> [WHAT TO WORK ON]
1. In the blog post on writing to GPs, what does the abbreviation NKDA stand for?
2. Revise the blog post's passage that opens with the words "Twenty minutes later" and closes with "few main points.", changing "sourdough bread" to "banana bread".

START READING TEXT

I was trying really hard to think of an amusing anecdote to open this blog post. But, because I don’t pretend to be an expert in the area of writing to GPs, I did what I usually do when I have no idea of what to do. I called my mother. Being a GP, I thought that she could help me out with what advice to give. When I mentioned the topic, she went on a bit of rant.
Twenty minutes later and with several tangents in which we talked about hospitals, my little sister wearing make-up, hospitals, high tea, hospitals, sourdough bread, hospitals, medicine, interns.. I ended up with a few main points.
Medical ‘jargon’ or abbreviations are a common hobbyhorse in articles about communication. It’s legitimate because most people don’t speak doctor and doctor is the language of the discharge summary and many other medical documents. Apparently, not including abbreviations may serve not only to help out the patient, but also help the GP.
Like most twenty-somethings that I know, I spend a fair deal of time trawling social media sites. Usually at night and usually when I should be doing something markedly more important. Like sleeping. Most of the time, it brings up nothing more interesting than celebrity gossip or a friend’s foodgram, but occasionally something interesting turns up, as in the case of a recent Sydney Morning Herald article.
The article is titled GPs do not understand medical abbreviations used by hospital doctors: Medical Journal of Australia study and details how a vast majority – up to 50% of GPs struggle to understand some of the abbreviations used in hospital discharge summaries.
The original research is from the MJA, and an interesting read. One of the particularly fascinating parts is when it lists a few of the abbreviations that are often misunderstood. Surprisingly, these include SNT (soft, non-tender), TTE (transthoracic echo), EST (exercise stress-test), NKDA (no-known drug allergies) and CTPA (CT pulmonary angiogram), HSDNM (heart sounds dual no-murmurs) and GCS (Glasgow coma scale). When I think back to my own discharge summaries, I’m guilty of including a fair few of these. My past medical history lists tend to run along the lines of:
Sometimes I think of this as being slightly protective, giving information to whichever other doctors might be reading the discharge summary but not distressing the patient and protecting that information from members of the public who might end up reading it, as in the case of ‘HBV’ (hepatitis B virus) or other. However, it sounds like I will need to turn over a new leaf and try a little harder to use the long version of these abbreviations, as time consuming as it then becomes.

END READING TEXT
START AVAILABLE DATA

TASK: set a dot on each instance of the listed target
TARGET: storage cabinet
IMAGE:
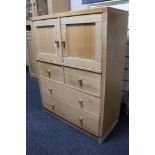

END AVAILABLE DATA

> [ANSWERS BY ITEM]
1. No-known drug allergies.

2.
Twenty minutes later and with several tangents in which we talked about hospitals, my little sister wearing make-up, hospitals, high tea, hospitals, banana bread, hospitals, medicine, interns.. I ended up with a few main points.